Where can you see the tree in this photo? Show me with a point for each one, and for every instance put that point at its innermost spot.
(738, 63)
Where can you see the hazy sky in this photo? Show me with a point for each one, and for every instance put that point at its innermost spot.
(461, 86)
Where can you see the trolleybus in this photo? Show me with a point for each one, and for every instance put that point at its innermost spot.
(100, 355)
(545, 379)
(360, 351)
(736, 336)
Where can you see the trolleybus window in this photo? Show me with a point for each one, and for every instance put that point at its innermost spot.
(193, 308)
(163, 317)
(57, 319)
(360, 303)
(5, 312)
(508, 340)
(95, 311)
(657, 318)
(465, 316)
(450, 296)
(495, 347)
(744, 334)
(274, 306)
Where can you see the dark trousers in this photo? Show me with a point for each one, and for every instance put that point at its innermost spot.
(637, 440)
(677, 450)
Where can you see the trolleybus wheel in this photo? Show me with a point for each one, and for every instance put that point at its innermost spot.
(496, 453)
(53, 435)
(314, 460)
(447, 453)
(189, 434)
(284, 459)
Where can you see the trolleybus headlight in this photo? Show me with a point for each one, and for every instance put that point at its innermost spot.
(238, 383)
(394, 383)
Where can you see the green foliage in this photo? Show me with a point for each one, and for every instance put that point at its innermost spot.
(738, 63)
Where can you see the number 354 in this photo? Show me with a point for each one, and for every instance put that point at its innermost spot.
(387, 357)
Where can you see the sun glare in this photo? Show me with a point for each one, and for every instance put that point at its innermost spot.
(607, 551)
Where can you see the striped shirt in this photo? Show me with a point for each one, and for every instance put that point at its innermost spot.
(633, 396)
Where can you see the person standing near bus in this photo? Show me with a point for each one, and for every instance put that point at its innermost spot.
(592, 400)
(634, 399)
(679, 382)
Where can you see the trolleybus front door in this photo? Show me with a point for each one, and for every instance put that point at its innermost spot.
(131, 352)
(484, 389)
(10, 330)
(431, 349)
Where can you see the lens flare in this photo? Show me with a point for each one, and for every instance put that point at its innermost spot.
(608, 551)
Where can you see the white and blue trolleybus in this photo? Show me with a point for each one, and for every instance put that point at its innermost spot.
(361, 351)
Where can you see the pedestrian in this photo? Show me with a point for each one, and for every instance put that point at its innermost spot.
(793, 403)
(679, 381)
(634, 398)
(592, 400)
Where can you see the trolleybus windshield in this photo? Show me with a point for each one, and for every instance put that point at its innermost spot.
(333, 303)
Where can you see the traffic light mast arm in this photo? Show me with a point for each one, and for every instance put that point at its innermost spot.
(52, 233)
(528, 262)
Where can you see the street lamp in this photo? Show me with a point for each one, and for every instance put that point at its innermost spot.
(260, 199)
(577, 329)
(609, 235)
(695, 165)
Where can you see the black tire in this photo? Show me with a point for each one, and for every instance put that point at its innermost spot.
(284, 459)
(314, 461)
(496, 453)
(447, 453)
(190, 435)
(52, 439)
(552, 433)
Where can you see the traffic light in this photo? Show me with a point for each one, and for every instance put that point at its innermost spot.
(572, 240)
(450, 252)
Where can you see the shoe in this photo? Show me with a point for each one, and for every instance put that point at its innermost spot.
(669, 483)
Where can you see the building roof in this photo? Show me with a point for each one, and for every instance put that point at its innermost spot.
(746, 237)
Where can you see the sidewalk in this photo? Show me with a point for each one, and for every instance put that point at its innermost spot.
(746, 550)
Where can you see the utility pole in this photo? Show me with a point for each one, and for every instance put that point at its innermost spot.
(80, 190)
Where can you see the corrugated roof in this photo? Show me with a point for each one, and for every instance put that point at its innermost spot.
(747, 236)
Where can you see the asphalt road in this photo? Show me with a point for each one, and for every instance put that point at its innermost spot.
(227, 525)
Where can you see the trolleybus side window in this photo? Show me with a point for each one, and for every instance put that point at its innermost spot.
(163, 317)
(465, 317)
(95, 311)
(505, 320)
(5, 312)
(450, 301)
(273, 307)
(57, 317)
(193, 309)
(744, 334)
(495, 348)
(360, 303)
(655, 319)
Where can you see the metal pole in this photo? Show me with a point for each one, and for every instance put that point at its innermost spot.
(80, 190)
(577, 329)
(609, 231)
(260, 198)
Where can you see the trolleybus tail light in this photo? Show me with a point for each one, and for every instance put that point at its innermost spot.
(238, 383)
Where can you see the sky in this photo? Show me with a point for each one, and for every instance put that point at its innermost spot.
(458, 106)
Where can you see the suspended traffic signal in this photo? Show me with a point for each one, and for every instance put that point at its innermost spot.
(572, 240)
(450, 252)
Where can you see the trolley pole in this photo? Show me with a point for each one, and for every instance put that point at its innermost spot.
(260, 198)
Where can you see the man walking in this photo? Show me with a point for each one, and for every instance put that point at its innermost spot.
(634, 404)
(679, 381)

===

### Exercise details:
What you need to do is repeat every record above exactly.

### Exercise output:
Where can you see the tree in this photo? Show me with a point for each one, and for every instance put that point at its innermost spot.
(738, 63)
Where can you see the hazy sky in this photo? Show me with a point for each one, and for every instance put that point at its innermost spot.
(461, 86)
Where can you see the trolleybus in this photo? Show me with a point for each one, and for every instance put that point at its innermost spot.
(100, 355)
(545, 379)
(360, 351)
(736, 336)
Where can you see the trolleybus window in this photo? Show me with a point for each one, and for every instance put that point at its innermost spot.
(193, 308)
(163, 317)
(57, 319)
(360, 303)
(5, 312)
(508, 340)
(95, 311)
(657, 318)
(465, 316)
(450, 296)
(495, 347)
(744, 334)
(274, 306)
Where can you see the dark trousers in this photo? Show me with a point for each one, and for every instance put that point at its innermost spot.
(637, 440)
(677, 450)
Where can you see the trolleybus wheel in this photo? Show me with a point for each one, and for every instance put that point at its innermost spot.
(496, 453)
(53, 435)
(314, 460)
(447, 453)
(189, 434)
(284, 459)
Where can you see the trolleybus headlight in this photo? Show me with a point for each one, and for every instance put that point at its innermost spot.
(238, 383)
(394, 383)
Where can you see the green foliage in this photo? Show me with a point for each one, and for every instance put that point at its innermost spot.
(738, 63)
Where can you see the number 354 in this photo? Show me with a point for each one, and for every instance put that point at its innermost spot.
(387, 357)
Where can you see the sun glare in this photo? Show me with a point for each one, and for every instance put that point at its innermost spot.
(607, 551)
Where can you see the striped shirt in this photo? Show me with a point for each one, and for every instance put that point at its innermost spot.
(633, 396)
Where can you see the person standing near bus in this photo? Show me with a point for each one, and for every instance put that point at its innermost spot.
(592, 400)
(634, 399)
(679, 382)
Where can you see the trolleybus front door in this photo? Show me with a point for each one, and for every instance put that point at its innermost spot.
(131, 352)
(484, 389)
(10, 330)
(431, 349)
Where can you see the lens flare in this photo? Show me with a point for each one, and for every instance put that point at its innermost spot.
(608, 551)
Where can you see the white and blue trolleybus in this photo? Show me with a point for each one, and for every instance put that point at its innermost spot.
(361, 351)
Where can you see the pedestrian in this photo? Show me with a point for each one, and for every instance put that point at its innermost spot.
(793, 403)
(679, 381)
(634, 398)
(592, 400)
Where can you see the trolleybus windshield in this photo? Show me with a point for each one, and for every instance put that point at its innermost spot.
(333, 303)
Where can you see the traffic light mast arm in this photo? Show me with a point for each one, and for every instance put that point at its innermost spot.
(52, 233)
(528, 262)
Where can you see the street lamp in this photo? Show me with a point for each one, and for every instance put that point at its innermost spot.
(260, 199)
(577, 329)
(609, 235)
(695, 165)
Where can you see the black tire in this photo? Show me with a point for each one, and for every instance put that point at its innermost spot.
(284, 459)
(314, 461)
(496, 453)
(447, 453)
(190, 435)
(52, 439)
(552, 433)
Where can you see the traffic light in this photo? Show me with a point for each one, and for every instance put that point at its innermost spot.
(572, 240)
(450, 252)
Where can you see the shoe in this photo? Show me with a point for each one, and for every instance put that point at its innermost spot.
(669, 483)
Where can you see the building roof in this photo? Show me with a point for each one, and for every instance put that point at its innermost spot.
(746, 237)
Where can you see the sidewalk in this photo? Show me with a point for each one, and for every instance put that point at its innermost spot.
(746, 550)
Where can you see the utility pole in this photo? Show me with a point for each one, and for every instance put that point at its innermost spot.
(80, 190)
Where can you see the corrugated roof in this photo? Show me with a point for each one, and for every instance put that point at its innermost spot.
(747, 236)
Where can you see the asphalt road in this photo? Show me with a point for each one, and for every instance put that point at its innermost spot.
(227, 525)
Where can you see the trolleybus side window in this photo? Show me with a point for each one, and for every instance put that point at its innermost spot.
(163, 317)
(465, 317)
(95, 311)
(505, 320)
(5, 312)
(450, 301)
(273, 307)
(57, 317)
(193, 309)
(744, 334)
(495, 348)
(360, 303)
(655, 319)
Where can you see the metal pole in this photo? Show me with a point for each one, and for every instance put that point at its innermost spot.
(80, 190)
(577, 329)
(609, 231)
(260, 198)
Where can you see the trolleybus tail light in this photo? Show me with a point for each one, and for every instance put that point at its innermost spot.
(238, 383)
Where can you see the sky in this photo? Show me with a point for each one, and for every instance put that point at its innermost spot.
(458, 106)
Where can you see the suspended traffic signal in this photo? Show me with a point for each one, and for every instance put that point at its innermost spot.
(572, 240)
(450, 252)
Where can you see the trolley pole in this photo? Show me with a point for each one, and for every instance put that point at its innermost spot.
(260, 198)
Where can you see the man walking in this photo? Show me with a point for each one, and for every instance put that point at its innermost spot.
(634, 404)
(679, 381)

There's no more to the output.